PROBLEM STATEMENT: Repeat the data exactly as given below, dropping every picture.

** DATASET EXTRACT follows **

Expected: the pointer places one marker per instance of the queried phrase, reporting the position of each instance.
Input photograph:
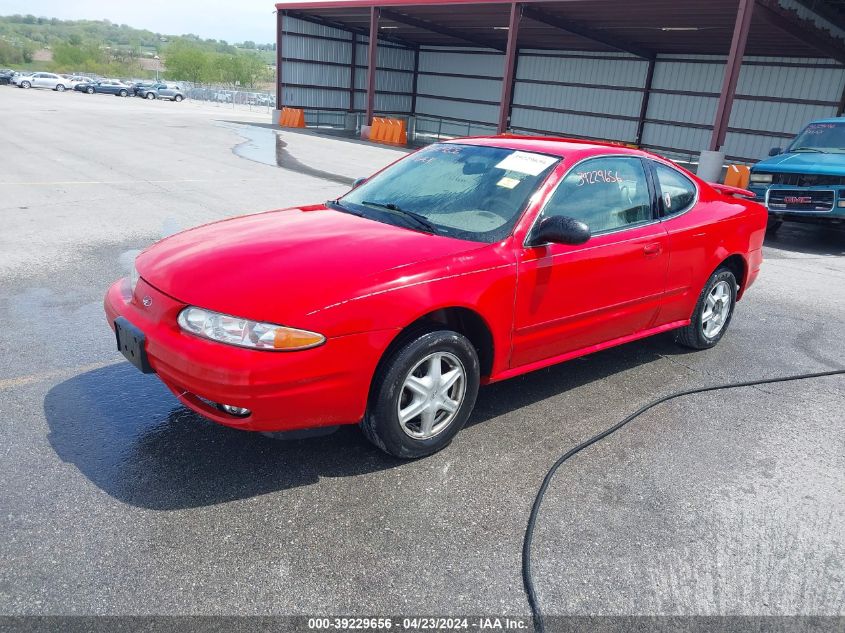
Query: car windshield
(469, 192)
(820, 137)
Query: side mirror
(559, 229)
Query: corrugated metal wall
(316, 70)
(463, 86)
(593, 95)
(775, 97)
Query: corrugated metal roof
(655, 26)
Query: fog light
(237, 411)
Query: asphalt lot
(115, 500)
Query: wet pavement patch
(265, 145)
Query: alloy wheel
(431, 395)
(717, 308)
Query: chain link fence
(234, 98)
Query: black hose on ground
(527, 580)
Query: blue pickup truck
(806, 181)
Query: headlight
(245, 333)
(133, 278)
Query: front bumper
(323, 386)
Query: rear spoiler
(733, 191)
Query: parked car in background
(173, 92)
(806, 181)
(139, 88)
(21, 76)
(106, 86)
(43, 80)
(494, 257)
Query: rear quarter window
(677, 192)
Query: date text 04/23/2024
(422, 623)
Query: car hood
(804, 163)
(310, 256)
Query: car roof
(549, 145)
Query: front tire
(422, 394)
(713, 312)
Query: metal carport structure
(793, 42)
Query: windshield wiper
(420, 220)
(335, 204)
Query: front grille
(800, 200)
(807, 180)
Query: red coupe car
(462, 264)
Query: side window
(677, 192)
(604, 193)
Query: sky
(230, 20)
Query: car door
(688, 237)
(571, 298)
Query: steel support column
(279, 29)
(415, 80)
(372, 55)
(649, 77)
(840, 110)
(352, 71)
(732, 68)
(510, 66)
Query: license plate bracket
(130, 343)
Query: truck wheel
(422, 394)
(712, 313)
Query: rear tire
(713, 312)
(422, 394)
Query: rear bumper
(324, 386)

** End of DATASET EXTRACT **

RESULT OF THIS EXERCISE:
Expected: the pointer places one marker per instance of the queried phrase, reporting the position of each instance.
Input photograph:
Query: car windshield
(469, 192)
(820, 137)
Query: side mirror
(559, 229)
Query: corrugated metal wall
(316, 70)
(463, 86)
(593, 95)
(775, 97)
Query: corrugated metal roof
(655, 26)
Query: fog light
(237, 411)
Query: asphalt lot
(115, 500)
Query: wet pavement patch
(265, 145)
Query: alloy wheel
(431, 395)
(717, 308)
Query: chain link fence
(234, 98)
Query: black hose on ground
(527, 580)
Query: blue pickup truck
(806, 181)
Query: headlight
(245, 333)
(133, 278)
Query: front bumper
(323, 386)
Query: rear spoiler
(733, 191)
Query: parked car in background
(173, 92)
(806, 181)
(139, 88)
(21, 76)
(106, 86)
(43, 80)
(494, 257)
Query: rear quarter window
(677, 192)
Query: date text 04/23/2024
(422, 623)
Query: car hood
(804, 163)
(310, 256)
Query: car roof
(549, 145)
Query: front tire
(422, 394)
(713, 312)
Query: metal carport structure
(793, 42)
Query: windshield wiper
(420, 220)
(335, 204)
Query: front grille
(800, 200)
(807, 180)
Query: red coupe car
(462, 264)
Query: side window
(677, 192)
(604, 193)
Query: sky
(230, 20)
Query: car door
(688, 237)
(571, 298)
Query: steel support column
(279, 29)
(415, 80)
(372, 55)
(649, 77)
(840, 110)
(352, 71)
(732, 68)
(510, 66)
Query: license plate bracket
(130, 343)
Query: truck wheel
(422, 394)
(712, 313)
Query: rear tire
(713, 312)
(422, 394)
Query: rear bumper
(324, 386)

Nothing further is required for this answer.